(Records from a collection)
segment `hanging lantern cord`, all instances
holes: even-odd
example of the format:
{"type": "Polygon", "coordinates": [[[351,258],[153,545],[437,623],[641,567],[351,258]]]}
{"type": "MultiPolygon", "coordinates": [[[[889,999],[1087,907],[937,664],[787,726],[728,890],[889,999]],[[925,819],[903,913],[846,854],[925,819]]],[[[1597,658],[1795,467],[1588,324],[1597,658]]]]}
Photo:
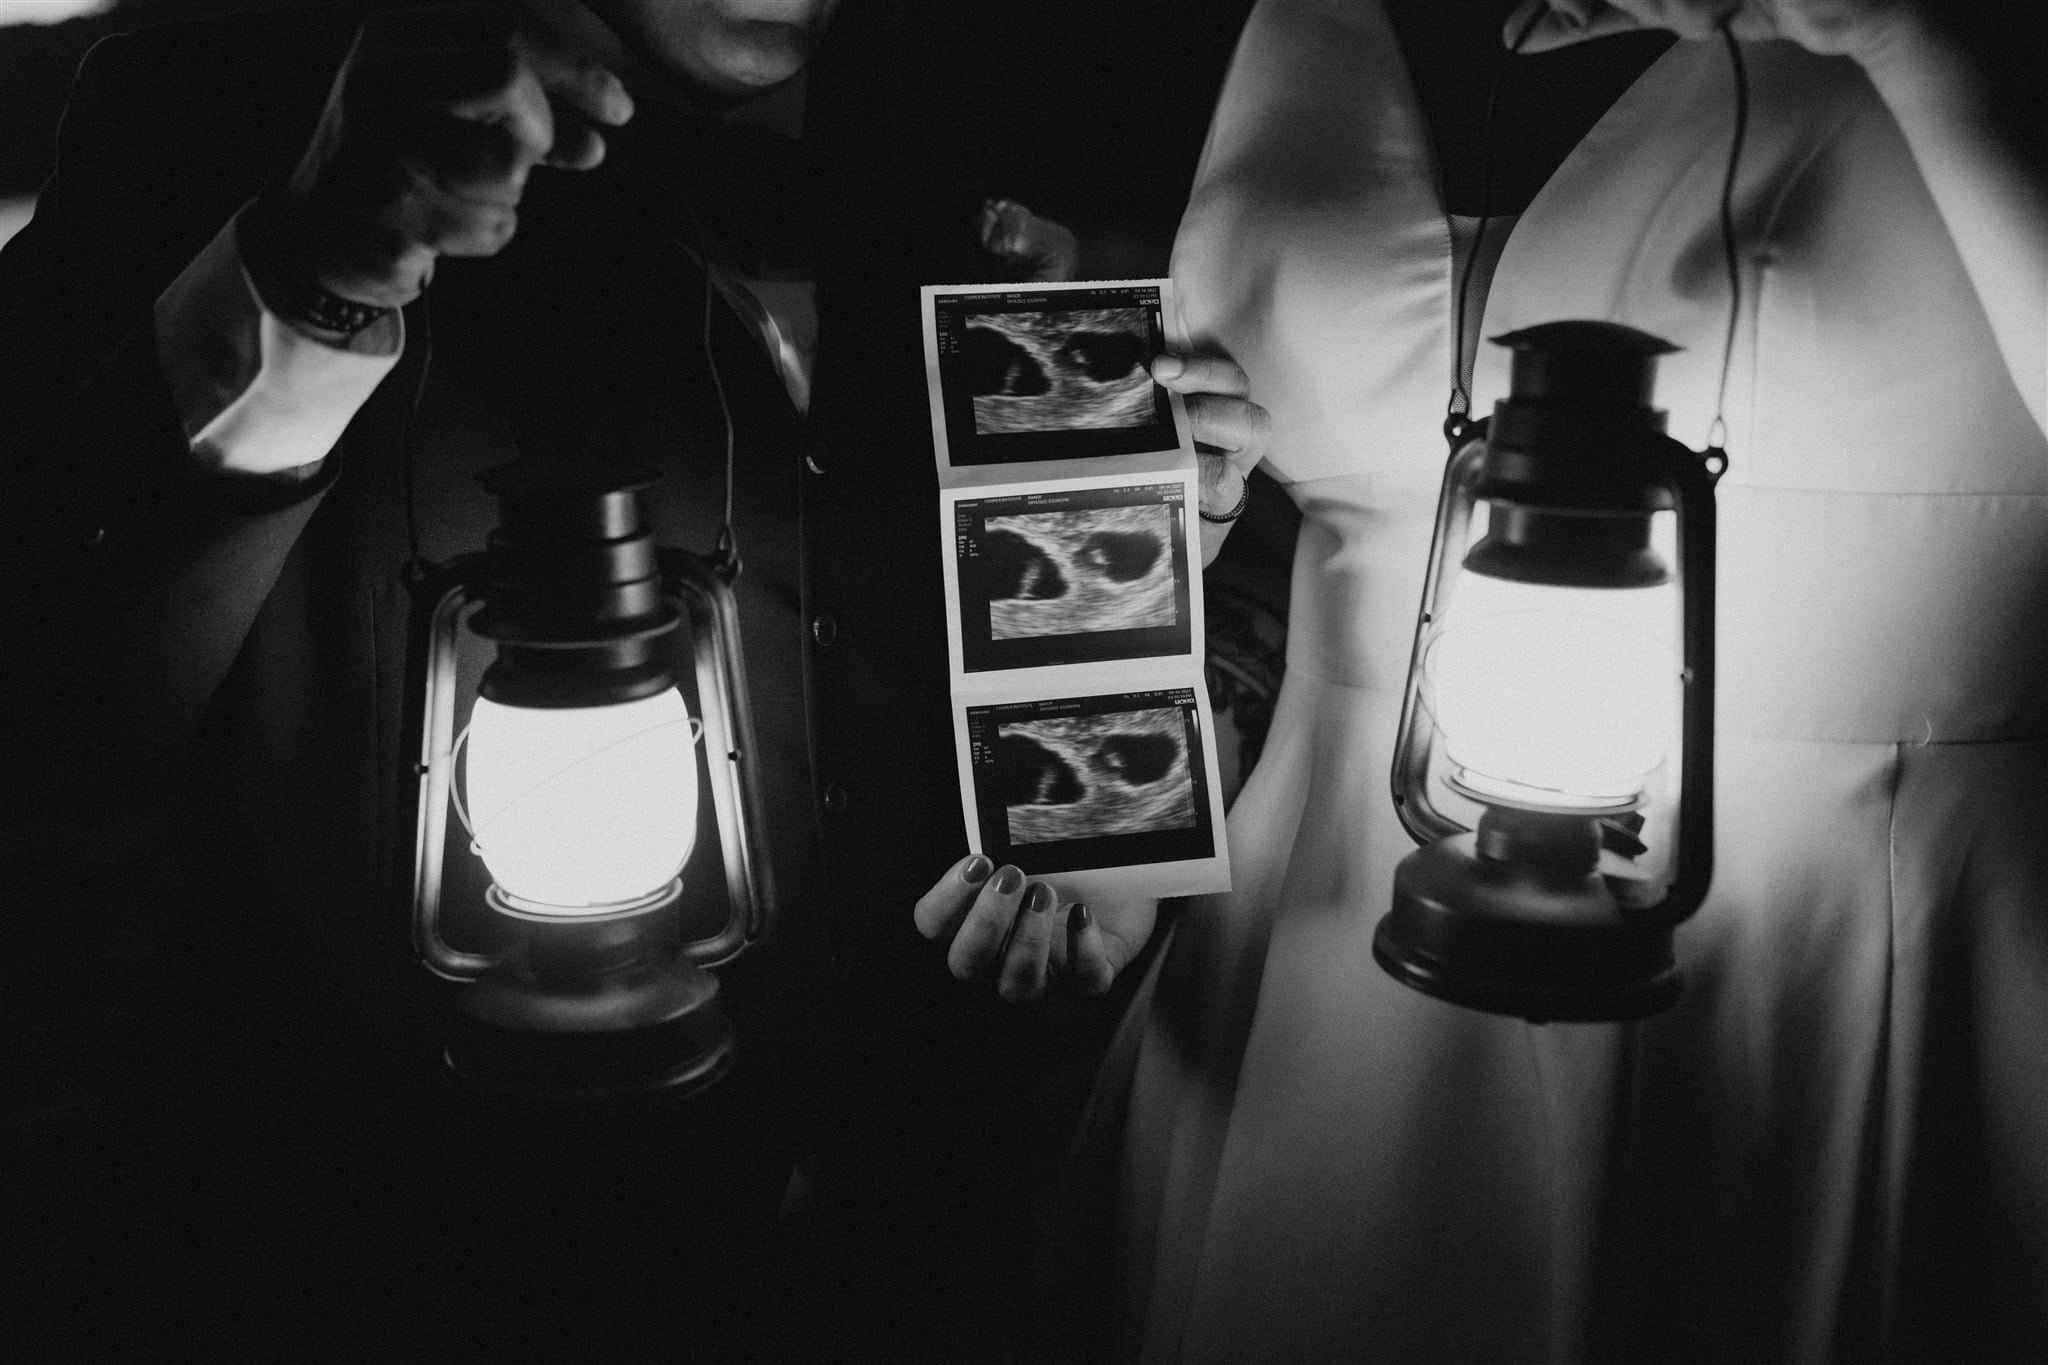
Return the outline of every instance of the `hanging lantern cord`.
{"type": "MultiPolygon", "coordinates": [[[[681,186],[677,186],[680,191],[681,186]]],[[[718,544],[712,558],[712,565],[719,577],[728,584],[740,576],[739,537],[732,529],[733,466],[737,446],[732,420],[732,403],[726,397],[725,376],[719,372],[718,358],[711,349],[711,309],[713,306],[713,279],[710,242],[704,231],[704,220],[697,216],[697,208],[687,196],[683,200],[689,210],[690,223],[696,229],[697,250],[695,255],[704,267],[704,365],[711,371],[711,387],[718,395],[718,413],[725,422],[725,514],[719,522],[718,544]]],[[[399,463],[405,475],[405,534],[412,551],[412,558],[406,561],[404,573],[407,583],[417,587],[426,581],[429,565],[426,556],[420,553],[419,489],[414,474],[413,427],[419,416],[420,400],[427,392],[427,374],[434,365],[434,310],[432,294],[422,290],[419,297],[420,322],[420,373],[412,391],[412,401],[405,410],[404,425],[399,433],[399,463]]]]}
{"type": "Polygon", "coordinates": [[[1458,301],[1451,324],[1451,401],[1450,410],[1444,415],[1444,435],[1453,445],[1462,442],[1471,426],[1472,391],[1465,386],[1465,299],[1472,288],[1472,267],[1478,263],[1480,250],[1486,244],[1487,220],[1493,215],[1493,142],[1500,112],[1500,88],[1507,79],[1508,66],[1521,55],[1522,45],[1529,41],[1529,35],[1536,31],[1546,13],[1547,10],[1539,9],[1522,25],[1515,41],[1500,54],[1500,64],[1493,69],[1493,83],[1486,91],[1486,127],[1480,134],[1479,226],[1472,234],[1472,249],[1465,253],[1464,268],[1458,272],[1458,301]]]}
{"type": "MultiPolygon", "coordinates": [[[[1735,360],[1735,328],[1742,317],[1742,262],[1735,248],[1735,172],[1742,164],[1742,139],[1749,130],[1749,73],[1742,64],[1742,44],[1735,40],[1735,12],[1721,17],[1721,41],[1728,48],[1728,66],[1735,77],[1735,136],[1728,143],[1728,172],[1721,179],[1721,254],[1728,263],[1728,331],[1721,342],[1721,381],[1714,390],[1714,420],[1707,427],[1707,450],[1725,465],[1728,423],[1722,409],[1728,402],[1728,371],[1735,360]]],[[[1718,471],[1717,471],[1718,472],[1718,471]]]]}
{"type": "MultiPolygon", "coordinates": [[[[1444,415],[1444,435],[1453,445],[1463,440],[1472,425],[1472,393],[1465,384],[1465,301],[1471,292],[1472,270],[1478,264],[1480,251],[1486,242],[1487,223],[1493,214],[1493,143],[1501,85],[1507,77],[1509,64],[1521,54],[1522,45],[1529,41],[1529,35],[1546,13],[1539,9],[1522,25],[1515,41],[1501,54],[1500,65],[1494,68],[1493,83],[1486,92],[1486,128],[1481,142],[1484,154],[1479,169],[1479,224],[1473,232],[1472,247],[1465,255],[1465,264],[1458,272],[1457,306],[1452,324],[1451,399],[1449,411],[1444,415]]],[[[1749,72],[1743,65],[1742,45],[1736,41],[1731,28],[1734,19],[1735,11],[1731,10],[1722,16],[1718,26],[1721,41],[1728,49],[1729,69],[1735,77],[1735,136],[1728,144],[1728,169],[1721,178],[1720,204],[1721,255],[1728,266],[1728,329],[1721,342],[1721,377],[1714,390],[1714,420],[1707,427],[1707,449],[1712,452],[1718,466],[1725,466],[1728,460],[1728,423],[1722,414],[1728,402],[1728,374],[1735,361],[1735,331],[1742,317],[1742,263],[1735,243],[1735,175],[1742,165],[1742,143],[1749,131],[1749,72]]],[[[1717,468],[1715,472],[1718,474],[1720,470],[1717,468]]]]}
{"type": "Polygon", "coordinates": [[[420,553],[420,512],[419,480],[415,472],[418,459],[413,449],[413,428],[419,424],[420,400],[427,394],[427,375],[434,368],[434,295],[431,287],[420,290],[420,373],[413,382],[412,400],[405,405],[405,417],[398,429],[398,466],[405,477],[405,542],[412,557],[405,561],[401,573],[406,585],[418,588],[427,581],[432,568],[427,557],[420,553]]]}
{"type": "Polygon", "coordinates": [[[736,445],[732,421],[732,402],[726,397],[725,376],[718,368],[718,356],[711,349],[711,311],[717,306],[717,267],[712,263],[711,236],[704,230],[704,220],[697,214],[697,206],[683,190],[680,181],[674,181],[683,207],[689,211],[690,226],[697,233],[697,262],[704,268],[704,334],[701,345],[704,350],[704,368],[711,372],[711,390],[718,395],[718,415],[725,422],[725,516],[718,526],[718,546],[712,553],[711,565],[718,570],[718,576],[731,584],[740,576],[740,541],[732,528],[733,494],[733,452],[736,445]]]}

> [PROBLEM DESCRIPTION] The whole of the data needs to be copied word for word, though not its pictures.

> [OUTPUT FOR THIS TASK]
segment `hanging lantern cord`, all instances
holes: even-odd
example of the format:
{"type": "Polygon", "coordinates": [[[351,258],[153,545],[437,623],[641,567],[351,258]]]}
{"type": "MultiPolygon", "coordinates": [[[[889,999],[1087,907],[937,664],[787,726],[728,890],[889,999]],[[925,819],[903,913],[846,854],[925,819]]],[[[1597,658],[1795,467],[1588,324],[1597,658]]]]}
Photo:
Return the outline of every instance of the `hanging lantern cord`.
{"type": "MultiPolygon", "coordinates": [[[[681,186],[677,186],[680,191],[681,186]]],[[[718,544],[712,558],[712,565],[719,577],[728,584],[740,576],[739,537],[732,529],[733,466],[737,446],[732,420],[732,403],[726,397],[725,376],[719,372],[718,358],[711,349],[711,309],[713,306],[713,279],[710,242],[704,231],[704,220],[697,216],[697,208],[687,196],[683,200],[689,210],[690,223],[696,229],[697,250],[695,255],[704,267],[704,365],[711,371],[711,387],[718,395],[718,413],[725,422],[725,514],[719,522],[718,544]]],[[[399,463],[405,475],[405,534],[412,551],[412,558],[406,561],[404,573],[407,583],[417,587],[426,581],[429,565],[426,556],[420,553],[419,489],[414,474],[413,427],[419,416],[420,400],[427,392],[427,374],[434,365],[434,310],[432,294],[422,290],[419,297],[420,322],[420,373],[412,391],[412,401],[405,410],[404,425],[399,433],[399,463]]]]}
{"type": "Polygon", "coordinates": [[[1458,301],[1451,324],[1451,401],[1450,410],[1444,415],[1444,435],[1453,445],[1462,442],[1471,426],[1472,391],[1465,386],[1465,299],[1472,288],[1472,267],[1478,263],[1480,250],[1486,244],[1487,220],[1493,215],[1493,142],[1500,112],[1500,88],[1507,79],[1508,66],[1521,55],[1522,45],[1529,41],[1529,35],[1536,31],[1546,13],[1547,10],[1539,9],[1522,25],[1515,41],[1500,54],[1500,64],[1493,69],[1493,83],[1486,91],[1486,127],[1480,134],[1479,226],[1472,234],[1472,249],[1465,253],[1464,268],[1458,272],[1458,301]]]}
{"type": "MultiPolygon", "coordinates": [[[[1735,360],[1735,328],[1742,317],[1742,262],[1735,248],[1735,172],[1742,164],[1742,139],[1749,130],[1749,73],[1742,64],[1742,44],[1735,40],[1735,12],[1721,17],[1721,41],[1728,48],[1728,66],[1735,77],[1735,136],[1728,143],[1728,172],[1721,179],[1721,254],[1728,263],[1728,331],[1721,342],[1721,381],[1714,390],[1714,420],[1707,427],[1707,450],[1725,465],[1728,423],[1722,409],[1728,402],[1728,371],[1735,360]]],[[[1718,471],[1717,471],[1718,472],[1718,471]]]]}
{"type": "MultiPolygon", "coordinates": [[[[1444,415],[1444,435],[1453,445],[1463,440],[1472,425],[1472,393],[1465,384],[1465,301],[1471,292],[1472,270],[1478,264],[1480,251],[1486,242],[1487,223],[1493,214],[1493,143],[1501,85],[1507,77],[1509,64],[1521,54],[1522,45],[1529,41],[1529,35],[1546,13],[1539,9],[1522,25],[1515,41],[1501,54],[1500,65],[1494,68],[1493,83],[1486,92],[1486,128],[1481,142],[1484,154],[1479,169],[1479,224],[1473,232],[1472,247],[1465,255],[1465,264],[1458,272],[1457,306],[1452,324],[1451,399],[1449,411],[1444,415]]],[[[1749,72],[1743,65],[1742,45],[1736,41],[1731,28],[1734,19],[1735,11],[1731,10],[1722,16],[1718,26],[1721,41],[1728,49],[1729,69],[1735,77],[1735,136],[1728,144],[1728,169],[1721,178],[1720,204],[1721,255],[1728,266],[1728,329],[1721,342],[1721,377],[1714,390],[1714,420],[1707,427],[1707,449],[1712,452],[1718,466],[1725,466],[1728,460],[1728,423],[1722,414],[1728,402],[1728,374],[1735,361],[1735,331],[1742,317],[1742,263],[1735,243],[1735,175],[1742,165],[1742,143],[1749,131],[1749,72]]],[[[1717,468],[1715,472],[1718,474],[1720,470],[1717,468]]]]}
{"type": "Polygon", "coordinates": [[[420,553],[420,512],[419,480],[415,472],[418,459],[413,449],[413,428],[419,424],[420,400],[427,394],[427,375],[434,368],[434,295],[431,287],[420,290],[420,373],[413,382],[412,400],[405,405],[405,417],[398,429],[398,466],[405,477],[405,542],[412,557],[405,561],[401,573],[406,585],[418,588],[427,581],[432,568],[427,557],[420,553]]]}
{"type": "Polygon", "coordinates": [[[736,445],[732,421],[732,402],[726,397],[725,376],[718,368],[718,356],[711,349],[711,311],[717,306],[717,267],[712,263],[711,236],[704,230],[704,220],[697,214],[697,206],[683,190],[680,181],[674,181],[683,207],[689,211],[690,226],[697,233],[697,262],[704,268],[704,334],[701,345],[704,350],[704,368],[711,372],[711,390],[718,395],[718,415],[725,422],[725,516],[718,526],[718,546],[712,553],[711,565],[718,570],[718,576],[731,584],[740,576],[740,541],[732,528],[733,494],[733,452],[736,445]]]}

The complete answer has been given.